- [Challenge] Reproduce each line exactly. Skip none.
--- start Stored records ---
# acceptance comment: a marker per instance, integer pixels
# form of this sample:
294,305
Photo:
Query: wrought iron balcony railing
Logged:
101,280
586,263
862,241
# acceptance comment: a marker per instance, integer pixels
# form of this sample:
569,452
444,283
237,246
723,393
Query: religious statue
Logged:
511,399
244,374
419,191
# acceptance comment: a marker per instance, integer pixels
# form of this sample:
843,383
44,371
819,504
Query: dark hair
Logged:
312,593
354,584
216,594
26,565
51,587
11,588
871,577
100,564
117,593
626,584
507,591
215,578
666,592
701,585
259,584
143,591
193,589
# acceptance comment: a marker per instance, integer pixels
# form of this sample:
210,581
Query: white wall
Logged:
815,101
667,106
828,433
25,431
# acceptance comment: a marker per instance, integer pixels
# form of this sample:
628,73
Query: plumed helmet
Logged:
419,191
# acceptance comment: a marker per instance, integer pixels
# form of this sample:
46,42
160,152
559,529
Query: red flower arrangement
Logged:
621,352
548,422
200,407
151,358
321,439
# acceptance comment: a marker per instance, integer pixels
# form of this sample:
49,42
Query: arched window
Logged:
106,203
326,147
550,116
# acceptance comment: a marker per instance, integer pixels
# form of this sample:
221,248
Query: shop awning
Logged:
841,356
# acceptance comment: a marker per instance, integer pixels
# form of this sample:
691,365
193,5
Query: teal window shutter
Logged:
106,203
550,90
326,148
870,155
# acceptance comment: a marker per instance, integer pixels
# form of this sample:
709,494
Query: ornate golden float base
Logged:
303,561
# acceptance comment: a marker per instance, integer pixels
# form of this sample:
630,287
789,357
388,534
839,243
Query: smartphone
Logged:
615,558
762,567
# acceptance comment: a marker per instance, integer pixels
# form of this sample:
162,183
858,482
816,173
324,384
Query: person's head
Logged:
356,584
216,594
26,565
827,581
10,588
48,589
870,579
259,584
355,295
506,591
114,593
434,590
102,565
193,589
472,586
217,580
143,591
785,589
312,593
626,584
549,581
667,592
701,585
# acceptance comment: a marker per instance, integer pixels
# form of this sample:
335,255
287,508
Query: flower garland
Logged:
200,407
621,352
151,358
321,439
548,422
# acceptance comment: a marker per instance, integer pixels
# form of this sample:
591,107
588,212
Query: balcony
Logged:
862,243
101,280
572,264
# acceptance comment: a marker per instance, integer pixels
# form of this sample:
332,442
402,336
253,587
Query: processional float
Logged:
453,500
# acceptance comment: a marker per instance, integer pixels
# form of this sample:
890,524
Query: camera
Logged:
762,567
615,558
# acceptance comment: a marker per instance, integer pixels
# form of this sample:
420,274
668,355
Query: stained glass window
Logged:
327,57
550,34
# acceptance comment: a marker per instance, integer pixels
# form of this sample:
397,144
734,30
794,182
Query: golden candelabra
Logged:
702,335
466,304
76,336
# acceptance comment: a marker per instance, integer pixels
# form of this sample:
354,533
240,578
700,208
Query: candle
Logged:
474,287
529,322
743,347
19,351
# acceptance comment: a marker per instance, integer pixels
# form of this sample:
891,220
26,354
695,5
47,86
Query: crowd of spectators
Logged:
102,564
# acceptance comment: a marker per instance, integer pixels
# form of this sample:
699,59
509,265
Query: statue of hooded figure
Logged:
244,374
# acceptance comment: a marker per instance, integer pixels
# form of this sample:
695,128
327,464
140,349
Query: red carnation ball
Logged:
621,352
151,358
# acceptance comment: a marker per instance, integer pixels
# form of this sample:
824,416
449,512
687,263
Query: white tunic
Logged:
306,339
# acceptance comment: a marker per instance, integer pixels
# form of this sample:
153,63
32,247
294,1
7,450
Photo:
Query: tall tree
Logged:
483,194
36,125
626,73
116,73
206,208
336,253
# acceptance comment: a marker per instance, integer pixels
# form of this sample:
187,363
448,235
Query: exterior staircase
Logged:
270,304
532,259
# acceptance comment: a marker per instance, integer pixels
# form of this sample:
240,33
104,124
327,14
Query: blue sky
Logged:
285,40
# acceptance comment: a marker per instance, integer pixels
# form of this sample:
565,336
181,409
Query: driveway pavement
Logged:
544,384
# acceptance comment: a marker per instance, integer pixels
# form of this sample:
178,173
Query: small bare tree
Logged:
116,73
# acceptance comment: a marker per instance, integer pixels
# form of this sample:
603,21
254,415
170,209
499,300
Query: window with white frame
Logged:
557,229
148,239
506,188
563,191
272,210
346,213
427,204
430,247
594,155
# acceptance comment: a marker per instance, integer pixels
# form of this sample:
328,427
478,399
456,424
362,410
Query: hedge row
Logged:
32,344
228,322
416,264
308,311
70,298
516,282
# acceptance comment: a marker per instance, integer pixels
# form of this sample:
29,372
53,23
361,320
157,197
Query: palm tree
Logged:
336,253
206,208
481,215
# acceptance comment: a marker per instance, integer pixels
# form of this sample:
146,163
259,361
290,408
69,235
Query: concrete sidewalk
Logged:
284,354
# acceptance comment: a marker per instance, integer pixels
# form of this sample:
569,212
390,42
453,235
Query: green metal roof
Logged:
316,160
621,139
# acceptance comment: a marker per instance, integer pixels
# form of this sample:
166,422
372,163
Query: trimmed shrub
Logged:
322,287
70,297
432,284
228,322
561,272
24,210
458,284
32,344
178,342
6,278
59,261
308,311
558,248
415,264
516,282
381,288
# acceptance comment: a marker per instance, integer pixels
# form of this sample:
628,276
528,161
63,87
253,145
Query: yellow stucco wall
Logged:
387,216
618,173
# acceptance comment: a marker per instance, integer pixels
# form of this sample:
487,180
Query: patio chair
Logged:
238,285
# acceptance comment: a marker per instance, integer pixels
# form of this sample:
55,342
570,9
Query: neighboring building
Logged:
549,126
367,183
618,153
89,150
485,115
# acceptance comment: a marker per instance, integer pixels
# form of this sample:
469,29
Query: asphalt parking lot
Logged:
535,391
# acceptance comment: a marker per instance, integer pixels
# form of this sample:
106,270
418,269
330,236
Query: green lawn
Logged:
--- end Stored records ---
- [The completed task]
# acceptance comment: a marker per instance, integer pixels
# form of this sample:
294,305
Photo:
Query: wrought iron balcony railing
Logged:
101,280
586,263
862,241
# acceptance comment: a marker per instance, integer pixels
# form of this sample:
569,452
444,283
237,246
723,393
Query: religious statue
Logged:
511,399
244,374
419,191
# acceptance comment: a marker per instance, integer pixels
# form of this sample:
843,383
44,371
819,504
Query: dark hair
Logged:
312,593
354,584
216,594
26,565
51,587
11,588
871,577
100,564
117,593
626,584
507,591
215,578
666,592
701,585
259,584
143,591
193,589
# acceptance comment: a marker per instance, integer pixels
# form of this sample:
210,581
Query: white wall
Logged:
815,101
667,106
828,433
25,431
# acceptance comment: a marker per instance, integer pixels
# form of this sample:
628,73
Query: plumed helmet
Logged:
419,191
# acceptance comment: a marker per instance, integer pixels
# form of this sample:
46,42
160,152
559,529
Query: red flower arrangement
Logged:
621,352
548,422
200,407
151,358
321,439
# acceptance comment: a marker per instance, integer pixels
# form of this sample:
49,42
Query: arched window
Logged:
106,203
326,147
550,116
# acceptance comment: a marker per instance, integer pixels
# form of this sample:
221,248
Query: shop awning
Logged:
841,356
# acceptance comment: a marker per instance, integer pixels
# form of this sample:
691,365
193,5
Query: teal window shutter
Logged:
106,203
550,90
326,148
870,155
# acceptance comment: a marker per instance, integer pixels
# form of this sample:
709,494
Query: ornate golden float base
Logged:
303,561
# acceptance comment: a marker per instance, integer pixels
# form of this sample:
630,287
789,357
388,534
839,243
Query: smartphone
Logged:
615,558
762,567
# acceptance comment: a marker per instance, integer pixels
# form of this sample:
162,183
858,482
816,173
324,384
Query: person's head
Logged:
356,584
216,594
26,565
827,581
10,588
48,589
870,579
259,584
355,295
506,591
114,593
434,590
102,565
193,589
472,586
217,580
143,591
785,589
312,593
626,584
549,581
667,592
701,585
# acceptance comment: a marker per instance, integer pixels
# form of this sample:
335,255
287,508
Query: flower garland
Logged:
200,407
621,352
151,358
321,439
548,422
# acceptance comment: a marker per instance, integer pixels
# form of this sample:
591,107
588,212
Query: balcony
Logged:
862,243
101,280
572,264
# acceptance comment: a marker per instance, integer pixels
# form of this sample:
332,442
402,336
253,587
Query: processional float
Logged:
453,500
# acceptance comment: a marker per instance, integer pixels
# form of this sample:
890,524
Query: camera
Logged:
762,567
615,558
# acceptance comment: a marker per instance, integer pixels
# form of this sample:
420,274
668,355
Query: stained glass window
Logged:
327,57
550,34
# acceptance comment: a marker per instance, integer pixels
# form of this sample:
397,144
734,30
794,182
Query: golden candelabra
Logged:
702,335
466,304
76,336
# acceptance comment: a marker per instance, integer pixels
# form of this sample:
354,533
240,578
700,208
Query: candle
Logged:
474,287
529,322
743,347
19,351
# acceptance comment: a marker per instance, integer pixels
# form of this sample:
891,220
26,354
695,5
47,86
Query: crowd of spectators
Logged:
102,564
# acceptance comment: a marker per instance, integer pixels
# form of this sample:
699,59
509,265
Query: statue of hooded figure
Logged:
244,374
# acceptance comment: a marker per instance, integer pixels
# form of this sample:
695,128
327,464
140,349
Query: red carnation ball
Logged:
621,352
151,358
# acceptance comment: a marker per instance, integer pixels
# form of this sample:
824,416
449,512
687,263
Query: white tunic
Logged:
306,339
# acceptance comment: a marker per instance, integer pixels
# form of this sample:
153,63
32,247
294,1
7,450
Photo:
Query: tall tree
Logged:
483,194
36,125
626,73
116,73
206,208
336,253
# acceptance comment: a marker per instance, integer pixels
# form of this sample:
187,363
448,235
Query: exterior staircase
Logged:
270,304
532,259
# acceptance comment: a marker per instance, integer pixels
# form of this sample:
240,33
104,124
327,14
Query: blue sky
Logged:
285,40
# acceptance comment: a marker per instance, integer pixels
# form of this sample:
565,336
181,409
Query: driveway pavement
Logged:
544,384
# acceptance comment: a marker per instance, integer pixels
# form of this sample:
178,173
Query: small bare tree
Logged:
116,73
# acceptance comment: a marker per instance, integer pixels
# form of this sample:
603,21
254,415
170,209
499,300
Query: window with white frame
Logged:
557,229
148,239
506,188
563,191
272,210
346,213
427,204
430,247
594,155
# acceptance comment: a marker per instance, integer pixels
# form of this sample:
328,427
478,399
456,424
362,410
Query: hedge row
Logged:
32,344
228,322
416,264
308,311
70,298
516,282
# acceptance comment: a marker per instance, integer pixels
# form of this sample:
29,372
53,23
361,320
157,197
Query: palm tree
Logged:
336,253
206,208
481,215
# acceptance comment: a marker per instance, integer pixels
# form of this sample:
146,163
259,361
290,408
69,235
Query: concrete sidewalk
Logged:
284,354
# acceptance comment: a marker per instance, integer pixels
# form of this sample:
569,212
390,42
453,235
Query: green metal roof
Logged:
316,160
621,139
# acceptance comment: a marker per instance, integer pixels
# form of this sample:
166,422
372,163
Query: trimmed shrub
Logged:
322,287
70,297
432,284
228,322
561,272
24,210
458,284
32,344
178,342
6,278
59,261
308,311
558,248
415,264
516,282
381,288
# acceptance comment: a marker per instance, integer pixels
# form of this sample:
628,276
528,161
63,87
253,145
Query: yellow stucco wall
Logged:
387,216
618,173
# acceptance comment: a marker per instance, integer pixels
# form of this sample:
487,180
Query: patio chair
Logged:
238,285
# acceptance comment: a marker per instance, integer pixels
# form of this sample:
55,342
570,9
Query: neighboring building
Logged:
549,126
367,183
618,153
89,150
485,115
# acceptance comment: a marker per instance, integer pixels
# form of this sample:
469,29
Query: asphalt parking lot
Logged:
535,391
# acceptance comment: a marker per instance, integer pixels
# form of this sample:
106,270
418,269
330,236
Query: green lawn
Logged:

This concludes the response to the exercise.